## What to produce
Every entry below is to be returned unchanged. Images are not part of the copy.

## Image-grounded pointing data

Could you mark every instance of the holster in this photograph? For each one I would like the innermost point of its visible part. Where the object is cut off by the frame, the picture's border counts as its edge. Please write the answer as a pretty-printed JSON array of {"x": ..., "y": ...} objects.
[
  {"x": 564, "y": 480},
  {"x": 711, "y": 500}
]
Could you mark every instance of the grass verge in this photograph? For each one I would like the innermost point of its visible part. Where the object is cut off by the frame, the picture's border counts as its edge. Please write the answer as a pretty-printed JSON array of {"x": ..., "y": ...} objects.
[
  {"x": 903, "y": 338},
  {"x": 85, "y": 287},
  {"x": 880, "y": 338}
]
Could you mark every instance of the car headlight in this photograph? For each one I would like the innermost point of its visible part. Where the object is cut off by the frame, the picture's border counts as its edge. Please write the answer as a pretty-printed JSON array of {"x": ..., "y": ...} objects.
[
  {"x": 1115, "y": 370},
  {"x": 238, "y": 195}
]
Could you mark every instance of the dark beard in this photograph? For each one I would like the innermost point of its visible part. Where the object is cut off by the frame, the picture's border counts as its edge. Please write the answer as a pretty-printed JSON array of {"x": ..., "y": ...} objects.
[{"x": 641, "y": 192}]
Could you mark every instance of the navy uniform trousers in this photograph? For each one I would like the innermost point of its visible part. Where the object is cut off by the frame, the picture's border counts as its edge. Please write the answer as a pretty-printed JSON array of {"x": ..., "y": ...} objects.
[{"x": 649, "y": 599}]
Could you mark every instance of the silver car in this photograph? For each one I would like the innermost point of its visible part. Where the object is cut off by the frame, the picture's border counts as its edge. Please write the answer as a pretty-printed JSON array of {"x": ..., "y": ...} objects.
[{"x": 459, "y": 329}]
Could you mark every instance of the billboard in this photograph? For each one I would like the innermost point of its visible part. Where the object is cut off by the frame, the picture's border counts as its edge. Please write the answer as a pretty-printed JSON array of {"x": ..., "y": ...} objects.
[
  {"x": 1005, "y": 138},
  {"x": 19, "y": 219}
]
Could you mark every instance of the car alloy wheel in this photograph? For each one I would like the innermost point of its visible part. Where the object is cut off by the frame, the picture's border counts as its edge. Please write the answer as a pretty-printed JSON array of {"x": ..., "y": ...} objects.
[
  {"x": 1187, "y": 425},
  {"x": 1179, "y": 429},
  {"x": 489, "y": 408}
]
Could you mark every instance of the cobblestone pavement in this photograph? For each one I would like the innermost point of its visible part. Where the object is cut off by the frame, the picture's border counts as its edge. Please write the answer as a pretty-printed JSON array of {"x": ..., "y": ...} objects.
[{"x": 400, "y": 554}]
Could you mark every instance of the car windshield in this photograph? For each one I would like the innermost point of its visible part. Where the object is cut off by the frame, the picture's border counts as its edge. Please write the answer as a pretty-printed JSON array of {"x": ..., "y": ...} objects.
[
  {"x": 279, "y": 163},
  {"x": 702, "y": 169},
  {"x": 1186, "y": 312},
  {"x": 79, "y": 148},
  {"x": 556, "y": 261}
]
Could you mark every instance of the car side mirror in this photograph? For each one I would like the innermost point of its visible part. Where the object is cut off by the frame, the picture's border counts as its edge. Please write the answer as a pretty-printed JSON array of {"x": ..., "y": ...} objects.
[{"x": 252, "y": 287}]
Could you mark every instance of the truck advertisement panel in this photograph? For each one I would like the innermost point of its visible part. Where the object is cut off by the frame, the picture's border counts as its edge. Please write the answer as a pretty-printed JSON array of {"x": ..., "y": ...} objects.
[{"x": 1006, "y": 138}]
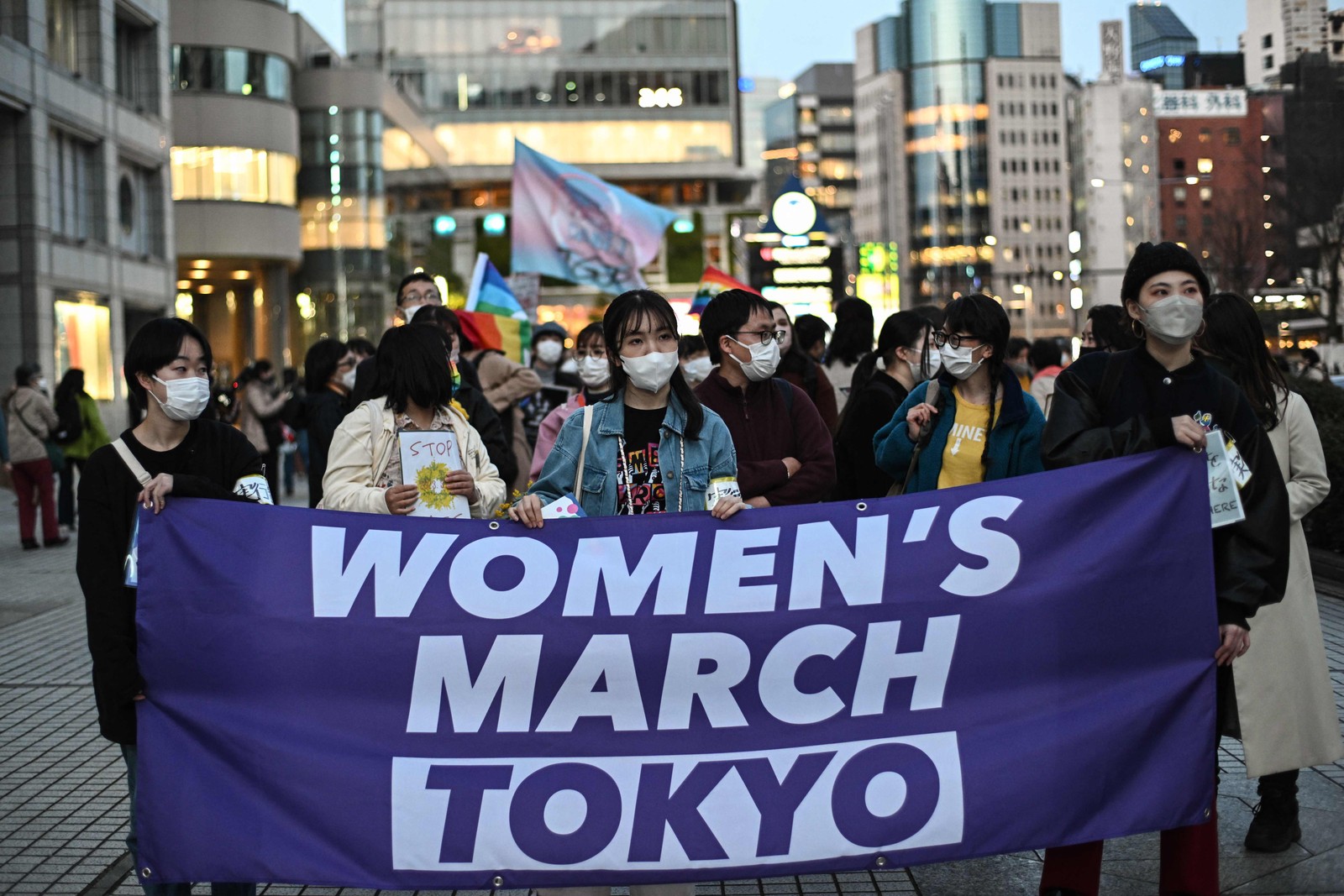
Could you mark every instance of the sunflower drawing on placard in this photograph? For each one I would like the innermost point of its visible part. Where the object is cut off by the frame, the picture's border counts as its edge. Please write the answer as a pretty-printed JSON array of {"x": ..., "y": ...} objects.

## Answer below
Could you mark every instance of the holster in this photograph? For each one I would like the innermost point of its visible part. Where the object is cut off by the frame, the picture's border counts as its edge. Please write the answer as a pretty-printed JSON array of {"x": ..., "y": ...} objects.
[
  {"x": 564, "y": 480},
  {"x": 711, "y": 500}
]
Could you mark every instance of the grass verge in this photograph? For each one I would like the innermost point of its visible part. Where the object is cut off by the frame, the picture's border counts as its edge. Please write the answer as a pretty-printed JSON array of {"x": ..., "y": ...} objects.
[
  {"x": 903, "y": 338},
  {"x": 85, "y": 287},
  {"x": 880, "y": 338}
]
Could you mark every instance of the car headlight in this photograph? For each one I would like the innermost point of its visible part. Where the object is cut off by the frame, the picture's border counts as its edge. Please write the answer as a pretty-printed JSON array of {"x": ..., "y": ...} objects.
[
  {"x": 1115, "y": 370},
  {"x": 238, "y": 195}
]
Could you mark every instance of the dark beard in this photograph? For each one I would like the innermost point of its visible part. Where the object is cut off by the frame, the picture's border counts as its edge. Please write the answer as a pretty-printed JSON array of {"x": ..., "y": ...} objects.
[{"x": 641, "y": 192}]
Could you mark every instance of the navy uniform trousers in this photograph? For each one I would like the innermost point of its visible part. Where the object is cut off by the frame, the picture's border counts as its edge. Please write the answer as a pretty-printed JSON array of {"x": ..., "y": ...} objects.
[{"x": 649, "y": 599}]
Could you mark every instance of the silver car in this photograph? For each one I would like the innermost point of its visible part. Where the object is cut off by the frame, the picture's border counts as its edge. Please write the answer as a pretty-printed JSON array of {"x": ..., "y": ...} objects.
[{"x": 459, "y": 329}]
Could you mark every instance of the billboard in this photograph? For each one I would like the innermost point of its visible part. Where the object is cut off by the frame, the picture's border counts as its edge. Please write the answer as a pretty-printed JSON array of {"x": ..., "y": ...} objects.
[
  {"x": 1005, "y": 138},
  {"x": 19, "y": 219}
]
Could you mark every instance of the car alloy wheel in this photograph? For each one I would like the innermost point of its visible part. Where the object is cut off by the frame, the picture's border counts as its edge. Please write the answer as a pretty-printed JSON array of {"x": ..., "y": ...} objects.
[
  {"x": 1187, "y": 425},
  {"x": 1179, "y": 429},
  {"x": 489, "y": 408}
]
Could you mark every instance of the cobblestone pavement in this photograph? For each one I would like the innermost point of its visible part. Where the object is cut off by the frame, the picture's border counts as its edge. Please write the answer as a pretty-printed JSON array of {"x": ..., "y": ...} objects.
[{"x": 400, "y": 554}]
Could you mark every instance of the car windshield in this photograph? For each one I would like the innermost point of its visible part. Where the object is cut off by the frame, the picture's border counts as its edge. Please write the answer as a pretty-printed JSON array of {"x": ..., "y": ...} objects.
[
  {"x": 279, "y": 163},
  {"x": 702, "y": 169},
  {"x": 1186, "y": 312},
  {"x": 79, "y": 148},
  {"x": 556, "y": 261}
]
Could you mark every instance of the car side mirror in this photograph? For each one I would like the innermost point of its visible part. Where the object is cut off by the frame, the picture's border counts as its edge. Please write the answer as a pretty-printed JSON array of {"x": ..., "y": ...} objects.
[{"x": 252, "y": 287}]
Could you mark every instance of the truck advertisement panel in this photograph? For each one I would like the innermost point of its visible part. Where the object is cut off by the frame, the picture's border counts as its edge. Please write the answer as a pretty-printed JSON array of {"x": ..., "y": ...} objects.
[{"x": 1006, "y": 138}]
Could you mark every instance of the sunflower drawing on placard in this photograph? For each one I would like the innermost point of its visible part. Where the object is cut off by the frame, the picture's border counts as its edge. Please write the answer as a pretty-printed JSON array of {"x": ..., "y": ...} objects.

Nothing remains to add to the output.